• REQUIRED TASKS:
A – Summarize the cataract text in two sentences.
B – Please proceed with the cataract text, picking up after its final sentence.

• EXERCISE TEXT:
_ _ _ _
I developed bilateral cataracts at age 25 for an unknown reason. There isn't necessarily a reason. Some contributing factors are sun exposure, tanning, smoking, drinking, radiation exposure, diabetes, certain metabolic disorders. Save for diabetes or metabolic disorders, or nuclear fallout, you can't really count the others as a contributing reason until age 45 or so, since you haven't said how young your friend is. I had no risk factors or family history.
Anomalychick is right on. Far and away the most common cause of cataracts is aging and the average age for cataract surgery is in the upper 70's. As she said there are many causes. These are what I would rank as the most important from my practice: heavy use of alcohol and tobacco, obesity and diabetes, heavy sun exposure, use of steroids (pills, inhalers, eyedrops) over extended period, family history, trauma to eye, systemic diseases that have cataracts as a component.
There are even congenital cataracts that children are born with. One of our neighbors brought in her 9 year old thinking she needed glasses because she wasn't seeing well. She had bilateral cataracts. She was worked up for underlying disease and none found. She had cataract surgery on both eyes at age 10.
If one can be grateful for a disease it would have to be that cataract surgery , for most people (not an internet eye forum for people with problems) do extremely well and good to great vision is restored.
_ _ _ _
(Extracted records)
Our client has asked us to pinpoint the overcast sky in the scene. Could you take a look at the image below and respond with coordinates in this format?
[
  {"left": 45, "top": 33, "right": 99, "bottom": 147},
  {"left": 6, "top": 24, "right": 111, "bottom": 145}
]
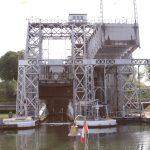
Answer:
[{"left": 0, "top": 0, "right": 150, "bottom": 58}]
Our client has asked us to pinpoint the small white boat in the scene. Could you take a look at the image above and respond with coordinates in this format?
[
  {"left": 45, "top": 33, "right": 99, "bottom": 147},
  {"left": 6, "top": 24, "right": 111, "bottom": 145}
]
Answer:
[
  {"left": 76, "top": 118, "right": 117, "bottom": 128},
  {"left": 3, "top": 117, "right": 37, "bottom": 128}
]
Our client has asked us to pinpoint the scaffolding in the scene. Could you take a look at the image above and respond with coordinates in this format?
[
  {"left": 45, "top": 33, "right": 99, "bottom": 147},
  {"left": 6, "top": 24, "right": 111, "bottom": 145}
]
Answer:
[{"left": 16, "top": 14, "right": 150, "bottom": 118}]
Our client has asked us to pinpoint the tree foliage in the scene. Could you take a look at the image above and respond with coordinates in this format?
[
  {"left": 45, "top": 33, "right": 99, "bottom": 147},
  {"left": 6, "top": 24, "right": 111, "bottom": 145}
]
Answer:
[{"left": 0, "top": 51, "right": 23, "bottom": 81}]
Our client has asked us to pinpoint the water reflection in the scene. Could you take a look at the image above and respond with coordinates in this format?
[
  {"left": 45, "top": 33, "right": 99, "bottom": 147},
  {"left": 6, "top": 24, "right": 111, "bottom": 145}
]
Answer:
[{"left": 0, "top": 124, "right": 150, "bottom": 150}]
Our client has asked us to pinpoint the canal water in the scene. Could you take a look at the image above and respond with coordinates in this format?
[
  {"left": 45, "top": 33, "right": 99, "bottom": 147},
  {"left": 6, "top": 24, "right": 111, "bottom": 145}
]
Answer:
[{"left": 0, "top": 124, "right": 150, "bottom": 150}]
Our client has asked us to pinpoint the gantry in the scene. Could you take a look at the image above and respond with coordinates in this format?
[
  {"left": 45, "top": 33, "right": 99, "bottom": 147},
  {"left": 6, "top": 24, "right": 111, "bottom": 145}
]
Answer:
[{"left": 16, "top": 14, "right": 150, "bottom": 118}]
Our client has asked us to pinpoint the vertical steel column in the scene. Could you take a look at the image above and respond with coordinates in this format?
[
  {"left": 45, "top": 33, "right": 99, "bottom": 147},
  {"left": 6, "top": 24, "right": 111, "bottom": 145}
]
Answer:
[
  {"left": 16, "top": 64, "right": 26, "bottom": 116},
  {"left": 71, "top": 24, "right": 87, "bottom": 115},
  {"left": 118, "top": 65, "right": 140, "bottom": 116},
  {"left": 85, "top": 65, "right": 95, "bottom": 118},
  {"left": 16, "top": 22, "right": 42, "bottom": 117}
]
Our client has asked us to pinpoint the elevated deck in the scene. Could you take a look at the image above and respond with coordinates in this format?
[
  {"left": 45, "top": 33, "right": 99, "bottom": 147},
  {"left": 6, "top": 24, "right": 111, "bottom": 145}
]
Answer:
[{"left": 87, "top": 23, "right": 139, "bottom": 59}]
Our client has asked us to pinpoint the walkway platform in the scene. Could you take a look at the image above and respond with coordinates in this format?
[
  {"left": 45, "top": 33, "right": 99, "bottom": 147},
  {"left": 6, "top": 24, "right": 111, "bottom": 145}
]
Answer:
[
  {"left": 0, "top": 117, "right": 39, "bottom": 129},
  {"left": 76, "top": 118, "right": 117, "bottom": 128}
]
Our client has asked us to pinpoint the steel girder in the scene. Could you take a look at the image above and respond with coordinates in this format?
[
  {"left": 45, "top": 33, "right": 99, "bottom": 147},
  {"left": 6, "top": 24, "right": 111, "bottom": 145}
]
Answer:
[
  {"left": 71, "top": 24, "right": 94, "bottom": 117},
  {"left": 118, "top": 65, "right": 141, "bottom": 117},
  {"left": 16, "top": 21, "right": 143, "bottom": 117}
]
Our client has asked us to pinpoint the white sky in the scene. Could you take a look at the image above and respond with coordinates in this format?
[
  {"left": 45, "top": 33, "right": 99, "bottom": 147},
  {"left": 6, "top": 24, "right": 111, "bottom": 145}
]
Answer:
[{"left": 0, "top": 0, "right": 150, "bottom": 58}]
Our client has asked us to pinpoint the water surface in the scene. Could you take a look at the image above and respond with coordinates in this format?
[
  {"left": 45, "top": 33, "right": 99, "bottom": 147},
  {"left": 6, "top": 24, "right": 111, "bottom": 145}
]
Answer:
[{"left": 0, "top": 124, "right": 150, "bottom": 150}]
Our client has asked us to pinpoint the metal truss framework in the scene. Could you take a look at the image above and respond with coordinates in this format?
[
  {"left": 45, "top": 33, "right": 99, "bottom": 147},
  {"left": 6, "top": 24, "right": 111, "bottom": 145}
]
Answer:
[{"left": 17, "top": 21, "right": 150, "bottom": 117}]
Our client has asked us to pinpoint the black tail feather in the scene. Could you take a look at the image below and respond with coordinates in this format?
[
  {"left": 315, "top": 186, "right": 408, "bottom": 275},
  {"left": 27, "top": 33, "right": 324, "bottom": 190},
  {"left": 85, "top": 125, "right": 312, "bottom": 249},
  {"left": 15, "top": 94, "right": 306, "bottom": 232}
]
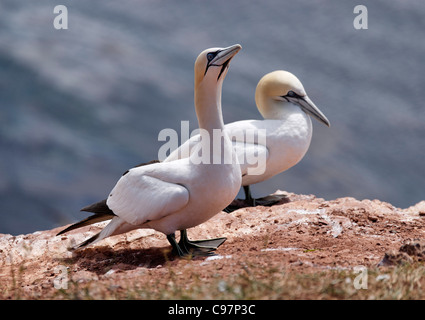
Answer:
[
  {"left": 81, "top": 199, "right": 115, "bottom": 216},
  {"left": 73, "top": 232, "right": 100, "bottom": 250},
  {"left": 57, "top": 199, "right": 115, "bottom": 236}
]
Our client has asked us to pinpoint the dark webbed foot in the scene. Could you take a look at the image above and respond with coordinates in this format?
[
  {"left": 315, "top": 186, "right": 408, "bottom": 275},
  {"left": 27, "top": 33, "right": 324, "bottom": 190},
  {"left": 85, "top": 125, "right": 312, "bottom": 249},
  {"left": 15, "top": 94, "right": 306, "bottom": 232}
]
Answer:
[
  {"left": 167, "top": 230, "right": 226, "bottom": 257},
  {"left": 223, "top": 186, "right": 289, "bottom": 213}
]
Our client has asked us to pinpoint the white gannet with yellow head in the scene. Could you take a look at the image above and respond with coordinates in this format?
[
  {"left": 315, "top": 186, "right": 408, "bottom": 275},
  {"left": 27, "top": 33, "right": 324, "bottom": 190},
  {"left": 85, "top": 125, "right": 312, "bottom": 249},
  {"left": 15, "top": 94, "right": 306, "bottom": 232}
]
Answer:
[
  {"left": 58, "top": 44, "right": 242, "bottom": 256},
  {"left": 165, "top": 70, "right": 330, "bottom": 211}
]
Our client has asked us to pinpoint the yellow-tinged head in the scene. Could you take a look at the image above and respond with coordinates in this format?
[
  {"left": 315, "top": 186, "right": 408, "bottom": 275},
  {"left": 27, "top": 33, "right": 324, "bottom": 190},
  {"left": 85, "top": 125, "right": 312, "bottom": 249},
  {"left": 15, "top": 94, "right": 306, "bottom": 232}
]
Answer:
[{"left": 255, "top": 70, "right": 330, "bottom": 127}]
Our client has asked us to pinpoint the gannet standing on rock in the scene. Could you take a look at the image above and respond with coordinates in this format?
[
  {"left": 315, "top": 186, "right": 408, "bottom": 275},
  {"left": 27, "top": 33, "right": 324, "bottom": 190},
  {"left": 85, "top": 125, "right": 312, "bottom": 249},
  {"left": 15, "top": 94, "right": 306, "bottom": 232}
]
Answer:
_ _ _ _
• ANSWERS TO THE TASKS:
A – Cataracts can develop with no identifiable reason, as in one case of bilateral cataracts at age 25 with no risk factors or family history, though aging is by far the most common cause and the average age for cataract surgery is in the upper 70s. Other causes include heavy alcohol and tobacco use, obesity and diabetes, heavy sun exposure, extended steroid use, family history, eye trauma, and congenital cataracts, and most people do extremely well after cataract surgery, with good to great vision restored.

B –
re: "No one in her family had cataract before."
As they can tell, everyone will eventually get cataracts if they live long enough. It isn't merely that old age can cause cataracts, it appears it always eventually does, so that merely means no one in her family has yet lived long enough to do so. The odds though are that the cause of a cataract at a young age is different than typical age related cataract.
I had a problem cataract appear at the atypically young age of 49 and haven't got a clue the reason, unfortunately in most cases people never know what caused a particular cataract. Cataracts at a young age are rarer, but as noted above there are many potential causes for them. There are some genetic disorders like galactosemia that can lead to cataracts, one weaker variant of it leaves people with some ability to digest milk so they may not realize they have it, but with a risk of cataracts from doing so.